:: Provided data ::
******************************

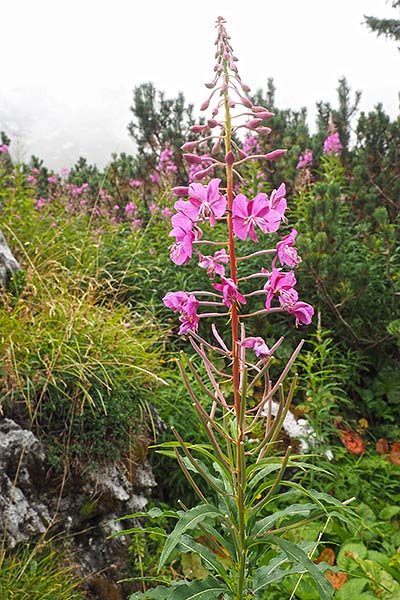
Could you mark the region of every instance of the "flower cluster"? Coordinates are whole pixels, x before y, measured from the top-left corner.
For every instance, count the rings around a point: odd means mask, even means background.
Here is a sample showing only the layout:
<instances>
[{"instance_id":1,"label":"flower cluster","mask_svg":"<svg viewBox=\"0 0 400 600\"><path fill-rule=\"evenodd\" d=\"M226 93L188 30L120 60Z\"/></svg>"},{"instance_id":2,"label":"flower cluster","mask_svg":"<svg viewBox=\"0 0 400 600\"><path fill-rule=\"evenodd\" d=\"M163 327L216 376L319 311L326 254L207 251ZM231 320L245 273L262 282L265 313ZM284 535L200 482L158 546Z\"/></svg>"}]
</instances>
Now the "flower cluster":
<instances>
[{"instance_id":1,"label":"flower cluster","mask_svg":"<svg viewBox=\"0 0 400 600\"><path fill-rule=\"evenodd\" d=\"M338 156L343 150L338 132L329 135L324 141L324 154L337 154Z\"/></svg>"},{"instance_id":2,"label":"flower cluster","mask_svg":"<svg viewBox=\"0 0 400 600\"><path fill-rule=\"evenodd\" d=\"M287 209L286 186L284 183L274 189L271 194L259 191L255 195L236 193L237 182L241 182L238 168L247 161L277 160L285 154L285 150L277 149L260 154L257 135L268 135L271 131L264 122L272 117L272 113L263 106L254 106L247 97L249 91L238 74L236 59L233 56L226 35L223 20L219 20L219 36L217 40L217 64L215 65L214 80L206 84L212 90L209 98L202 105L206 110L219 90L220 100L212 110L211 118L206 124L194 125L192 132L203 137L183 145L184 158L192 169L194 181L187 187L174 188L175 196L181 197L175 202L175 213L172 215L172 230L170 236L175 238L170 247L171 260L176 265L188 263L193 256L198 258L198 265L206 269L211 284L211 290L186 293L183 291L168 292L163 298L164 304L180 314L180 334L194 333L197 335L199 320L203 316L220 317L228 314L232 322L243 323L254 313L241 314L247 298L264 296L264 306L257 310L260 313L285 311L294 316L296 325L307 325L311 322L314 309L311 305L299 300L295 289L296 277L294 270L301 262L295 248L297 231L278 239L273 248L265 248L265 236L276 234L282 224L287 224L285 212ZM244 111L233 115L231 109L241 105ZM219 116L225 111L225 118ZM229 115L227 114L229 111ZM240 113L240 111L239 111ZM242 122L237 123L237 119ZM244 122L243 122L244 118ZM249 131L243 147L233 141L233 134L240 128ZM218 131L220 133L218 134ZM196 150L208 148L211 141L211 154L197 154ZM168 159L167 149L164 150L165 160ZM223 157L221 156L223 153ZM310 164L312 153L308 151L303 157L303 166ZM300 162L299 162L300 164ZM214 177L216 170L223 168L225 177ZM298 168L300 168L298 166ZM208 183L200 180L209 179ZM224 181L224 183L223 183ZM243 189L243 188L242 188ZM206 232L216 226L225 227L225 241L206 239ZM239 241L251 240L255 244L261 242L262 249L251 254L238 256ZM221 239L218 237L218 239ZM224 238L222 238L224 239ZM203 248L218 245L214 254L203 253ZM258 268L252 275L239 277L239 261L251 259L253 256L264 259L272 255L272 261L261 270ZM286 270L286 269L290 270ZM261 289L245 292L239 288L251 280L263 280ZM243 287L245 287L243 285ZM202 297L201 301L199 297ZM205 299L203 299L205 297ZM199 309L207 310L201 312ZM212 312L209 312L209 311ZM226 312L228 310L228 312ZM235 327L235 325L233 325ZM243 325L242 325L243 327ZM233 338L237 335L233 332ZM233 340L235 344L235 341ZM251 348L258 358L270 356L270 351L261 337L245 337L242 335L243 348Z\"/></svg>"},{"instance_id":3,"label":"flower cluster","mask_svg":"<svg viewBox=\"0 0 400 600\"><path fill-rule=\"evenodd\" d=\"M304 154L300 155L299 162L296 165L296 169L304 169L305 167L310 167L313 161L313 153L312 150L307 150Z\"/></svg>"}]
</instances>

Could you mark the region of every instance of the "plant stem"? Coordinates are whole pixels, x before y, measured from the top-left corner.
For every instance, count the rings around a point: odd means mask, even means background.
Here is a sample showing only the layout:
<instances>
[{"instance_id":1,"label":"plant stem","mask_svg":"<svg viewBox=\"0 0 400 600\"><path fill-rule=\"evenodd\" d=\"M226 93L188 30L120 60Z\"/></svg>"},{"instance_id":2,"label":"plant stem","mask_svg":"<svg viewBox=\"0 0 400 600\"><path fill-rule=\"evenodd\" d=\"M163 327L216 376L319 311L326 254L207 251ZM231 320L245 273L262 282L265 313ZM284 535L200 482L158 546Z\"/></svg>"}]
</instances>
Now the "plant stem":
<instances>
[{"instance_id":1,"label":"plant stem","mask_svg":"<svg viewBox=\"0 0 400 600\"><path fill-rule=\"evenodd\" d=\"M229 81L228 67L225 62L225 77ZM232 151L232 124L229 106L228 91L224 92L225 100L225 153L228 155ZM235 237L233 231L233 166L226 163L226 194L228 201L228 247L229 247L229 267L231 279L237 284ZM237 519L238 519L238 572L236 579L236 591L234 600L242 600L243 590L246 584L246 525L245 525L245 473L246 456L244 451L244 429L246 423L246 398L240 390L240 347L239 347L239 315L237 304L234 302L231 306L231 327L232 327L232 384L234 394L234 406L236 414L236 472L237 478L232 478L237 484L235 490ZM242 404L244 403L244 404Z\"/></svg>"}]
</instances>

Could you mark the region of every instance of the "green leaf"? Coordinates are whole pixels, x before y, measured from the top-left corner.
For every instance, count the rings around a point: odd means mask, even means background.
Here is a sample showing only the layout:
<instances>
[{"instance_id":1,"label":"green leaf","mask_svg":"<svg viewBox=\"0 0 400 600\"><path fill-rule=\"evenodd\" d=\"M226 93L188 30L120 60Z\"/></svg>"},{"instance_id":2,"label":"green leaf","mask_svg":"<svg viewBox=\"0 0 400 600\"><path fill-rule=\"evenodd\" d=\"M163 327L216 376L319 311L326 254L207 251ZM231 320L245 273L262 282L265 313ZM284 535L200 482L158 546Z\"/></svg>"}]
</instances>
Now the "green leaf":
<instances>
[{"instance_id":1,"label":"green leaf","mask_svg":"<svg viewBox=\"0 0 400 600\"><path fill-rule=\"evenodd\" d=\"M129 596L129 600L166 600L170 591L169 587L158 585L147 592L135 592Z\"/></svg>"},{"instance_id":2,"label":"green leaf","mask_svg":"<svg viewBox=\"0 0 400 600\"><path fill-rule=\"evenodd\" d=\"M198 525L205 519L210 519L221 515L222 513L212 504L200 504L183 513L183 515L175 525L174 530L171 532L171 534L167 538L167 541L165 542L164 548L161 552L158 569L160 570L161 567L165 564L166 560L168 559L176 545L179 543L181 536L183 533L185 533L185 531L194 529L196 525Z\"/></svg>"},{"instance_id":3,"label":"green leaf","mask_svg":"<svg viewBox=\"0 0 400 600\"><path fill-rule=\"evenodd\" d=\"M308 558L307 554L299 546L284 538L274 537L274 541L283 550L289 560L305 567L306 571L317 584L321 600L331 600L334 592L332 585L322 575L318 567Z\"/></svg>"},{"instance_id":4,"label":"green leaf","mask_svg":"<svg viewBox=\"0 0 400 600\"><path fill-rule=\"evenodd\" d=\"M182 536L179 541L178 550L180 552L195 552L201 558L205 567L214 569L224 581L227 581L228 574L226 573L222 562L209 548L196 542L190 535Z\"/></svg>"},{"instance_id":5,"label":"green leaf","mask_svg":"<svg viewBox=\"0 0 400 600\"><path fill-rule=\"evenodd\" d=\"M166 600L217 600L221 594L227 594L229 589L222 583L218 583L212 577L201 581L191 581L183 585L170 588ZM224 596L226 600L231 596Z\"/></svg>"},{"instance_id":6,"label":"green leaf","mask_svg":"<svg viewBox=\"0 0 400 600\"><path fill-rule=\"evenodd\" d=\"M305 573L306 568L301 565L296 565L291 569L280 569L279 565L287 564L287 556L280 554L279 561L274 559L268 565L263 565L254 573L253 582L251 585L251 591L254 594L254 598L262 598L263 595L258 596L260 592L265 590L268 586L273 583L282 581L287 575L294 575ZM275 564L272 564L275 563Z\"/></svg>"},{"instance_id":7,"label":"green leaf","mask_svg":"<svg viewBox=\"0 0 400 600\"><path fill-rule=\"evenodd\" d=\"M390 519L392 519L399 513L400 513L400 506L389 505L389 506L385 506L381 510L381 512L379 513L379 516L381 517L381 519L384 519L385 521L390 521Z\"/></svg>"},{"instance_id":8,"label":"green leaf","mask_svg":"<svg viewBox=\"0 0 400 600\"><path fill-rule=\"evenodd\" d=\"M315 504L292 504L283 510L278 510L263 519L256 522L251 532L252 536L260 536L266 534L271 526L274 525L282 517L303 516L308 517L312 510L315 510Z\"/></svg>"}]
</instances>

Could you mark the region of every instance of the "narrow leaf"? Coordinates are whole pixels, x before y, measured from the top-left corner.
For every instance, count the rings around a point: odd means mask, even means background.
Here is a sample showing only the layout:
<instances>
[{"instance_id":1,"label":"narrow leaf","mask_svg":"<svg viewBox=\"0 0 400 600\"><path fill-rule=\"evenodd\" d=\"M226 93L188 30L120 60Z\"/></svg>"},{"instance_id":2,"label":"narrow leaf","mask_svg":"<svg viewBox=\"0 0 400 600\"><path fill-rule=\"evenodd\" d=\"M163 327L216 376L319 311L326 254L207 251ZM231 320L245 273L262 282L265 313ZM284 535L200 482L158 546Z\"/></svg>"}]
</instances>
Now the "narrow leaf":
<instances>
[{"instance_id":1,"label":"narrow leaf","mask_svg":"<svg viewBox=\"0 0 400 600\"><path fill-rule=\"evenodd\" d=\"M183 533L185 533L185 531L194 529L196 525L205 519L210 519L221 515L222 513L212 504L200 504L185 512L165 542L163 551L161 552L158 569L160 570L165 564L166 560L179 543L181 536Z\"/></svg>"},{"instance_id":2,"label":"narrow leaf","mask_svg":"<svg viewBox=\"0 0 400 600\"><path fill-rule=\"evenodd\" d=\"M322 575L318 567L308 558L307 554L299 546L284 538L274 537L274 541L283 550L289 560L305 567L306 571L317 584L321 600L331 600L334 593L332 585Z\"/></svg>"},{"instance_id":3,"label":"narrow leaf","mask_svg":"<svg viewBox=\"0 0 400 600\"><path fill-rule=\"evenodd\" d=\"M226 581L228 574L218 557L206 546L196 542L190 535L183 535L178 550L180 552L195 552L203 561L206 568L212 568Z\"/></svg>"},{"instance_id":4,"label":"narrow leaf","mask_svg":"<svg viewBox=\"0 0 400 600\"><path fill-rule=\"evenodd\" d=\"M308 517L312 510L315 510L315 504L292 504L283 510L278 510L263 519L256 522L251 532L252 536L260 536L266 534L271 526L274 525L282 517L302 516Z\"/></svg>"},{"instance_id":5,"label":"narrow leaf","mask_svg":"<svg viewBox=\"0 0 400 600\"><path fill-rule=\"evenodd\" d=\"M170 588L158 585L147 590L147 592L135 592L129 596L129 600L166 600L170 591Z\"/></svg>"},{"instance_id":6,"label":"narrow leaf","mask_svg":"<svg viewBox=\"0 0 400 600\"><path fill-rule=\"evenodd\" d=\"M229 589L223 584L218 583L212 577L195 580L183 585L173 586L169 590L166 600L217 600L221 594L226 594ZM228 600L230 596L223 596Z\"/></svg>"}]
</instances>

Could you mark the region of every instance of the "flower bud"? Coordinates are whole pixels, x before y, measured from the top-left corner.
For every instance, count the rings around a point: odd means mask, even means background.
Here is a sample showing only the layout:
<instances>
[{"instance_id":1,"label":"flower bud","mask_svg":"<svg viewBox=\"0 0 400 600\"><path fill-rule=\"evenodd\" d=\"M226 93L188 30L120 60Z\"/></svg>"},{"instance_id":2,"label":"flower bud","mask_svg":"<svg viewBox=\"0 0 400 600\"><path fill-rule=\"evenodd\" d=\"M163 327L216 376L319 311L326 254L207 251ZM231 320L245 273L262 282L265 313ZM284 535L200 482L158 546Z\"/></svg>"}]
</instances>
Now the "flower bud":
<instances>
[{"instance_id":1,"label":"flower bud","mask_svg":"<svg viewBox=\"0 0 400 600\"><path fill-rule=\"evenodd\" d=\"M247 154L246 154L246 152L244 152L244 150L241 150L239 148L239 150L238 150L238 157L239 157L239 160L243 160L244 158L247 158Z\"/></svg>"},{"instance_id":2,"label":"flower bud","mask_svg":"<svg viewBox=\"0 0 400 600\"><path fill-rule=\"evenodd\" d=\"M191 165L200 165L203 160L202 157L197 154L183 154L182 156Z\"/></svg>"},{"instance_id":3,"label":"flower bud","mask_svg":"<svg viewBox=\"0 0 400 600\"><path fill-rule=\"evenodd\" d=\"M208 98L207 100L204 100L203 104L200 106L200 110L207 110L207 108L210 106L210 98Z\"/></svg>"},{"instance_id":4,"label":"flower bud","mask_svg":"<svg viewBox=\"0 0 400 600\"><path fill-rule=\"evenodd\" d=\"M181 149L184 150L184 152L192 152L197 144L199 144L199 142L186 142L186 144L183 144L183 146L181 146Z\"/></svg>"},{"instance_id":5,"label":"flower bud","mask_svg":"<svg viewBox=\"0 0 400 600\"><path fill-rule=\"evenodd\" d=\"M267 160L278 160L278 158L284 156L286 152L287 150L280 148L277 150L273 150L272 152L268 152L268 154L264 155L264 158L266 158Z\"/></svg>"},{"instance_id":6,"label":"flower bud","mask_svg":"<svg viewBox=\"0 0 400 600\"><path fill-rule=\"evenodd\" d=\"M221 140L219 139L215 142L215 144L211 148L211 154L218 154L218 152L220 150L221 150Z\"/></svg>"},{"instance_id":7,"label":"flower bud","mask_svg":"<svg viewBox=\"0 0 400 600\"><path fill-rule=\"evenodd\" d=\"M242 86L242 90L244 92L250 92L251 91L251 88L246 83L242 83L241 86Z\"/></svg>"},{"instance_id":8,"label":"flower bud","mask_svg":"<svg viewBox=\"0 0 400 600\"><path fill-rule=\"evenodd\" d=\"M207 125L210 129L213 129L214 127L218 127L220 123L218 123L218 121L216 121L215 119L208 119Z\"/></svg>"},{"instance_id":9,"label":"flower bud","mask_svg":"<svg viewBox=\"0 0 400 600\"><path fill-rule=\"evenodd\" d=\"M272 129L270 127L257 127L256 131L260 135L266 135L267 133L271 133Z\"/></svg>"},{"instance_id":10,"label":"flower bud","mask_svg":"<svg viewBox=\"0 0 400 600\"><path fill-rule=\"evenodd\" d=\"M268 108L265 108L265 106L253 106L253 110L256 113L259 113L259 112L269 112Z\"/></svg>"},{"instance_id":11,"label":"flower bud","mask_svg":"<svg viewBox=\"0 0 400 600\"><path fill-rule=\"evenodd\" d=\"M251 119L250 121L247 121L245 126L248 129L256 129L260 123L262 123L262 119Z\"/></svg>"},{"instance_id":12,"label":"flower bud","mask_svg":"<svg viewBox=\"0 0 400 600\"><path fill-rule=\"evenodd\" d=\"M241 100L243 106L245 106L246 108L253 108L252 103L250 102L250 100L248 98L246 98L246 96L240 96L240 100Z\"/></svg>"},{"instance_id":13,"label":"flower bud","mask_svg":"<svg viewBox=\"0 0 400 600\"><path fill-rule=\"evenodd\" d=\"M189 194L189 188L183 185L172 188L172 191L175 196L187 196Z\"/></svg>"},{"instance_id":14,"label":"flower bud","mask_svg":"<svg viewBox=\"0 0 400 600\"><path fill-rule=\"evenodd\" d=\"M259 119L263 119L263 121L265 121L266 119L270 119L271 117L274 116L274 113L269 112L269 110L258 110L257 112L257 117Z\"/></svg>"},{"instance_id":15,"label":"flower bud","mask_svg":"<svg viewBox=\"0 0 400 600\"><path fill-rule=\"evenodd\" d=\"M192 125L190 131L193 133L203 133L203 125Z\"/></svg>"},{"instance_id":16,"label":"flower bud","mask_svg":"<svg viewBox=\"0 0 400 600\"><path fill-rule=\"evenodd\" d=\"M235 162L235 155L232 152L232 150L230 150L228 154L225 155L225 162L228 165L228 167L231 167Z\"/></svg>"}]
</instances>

******************************

:: What you have to do ::
If a line in the records above contains "corner", copy that line.

:: Answer section ::
Could you mark the region of every instance of the "flower cluster"? Coordinates are whole pixels, x before y, measured from the top-left corner.
Could you mark the region of every instance of the "plant stem"? Coordinates are whole pixels, x before y, measured from the top-left corner.
Could you mark the region of every instance of the "green leaf"? Coordinates are whole pixels, x before y, measured from the top-left corner.
Could you mark the region of every instance of the "narrow leaf"? Coordinates are whole pixels, x before y, measured from the top-left corner.
Could you mark the region of every instance of the "flower bud"? Coordinates are whole pixels, x before y, measured from the top-left corner.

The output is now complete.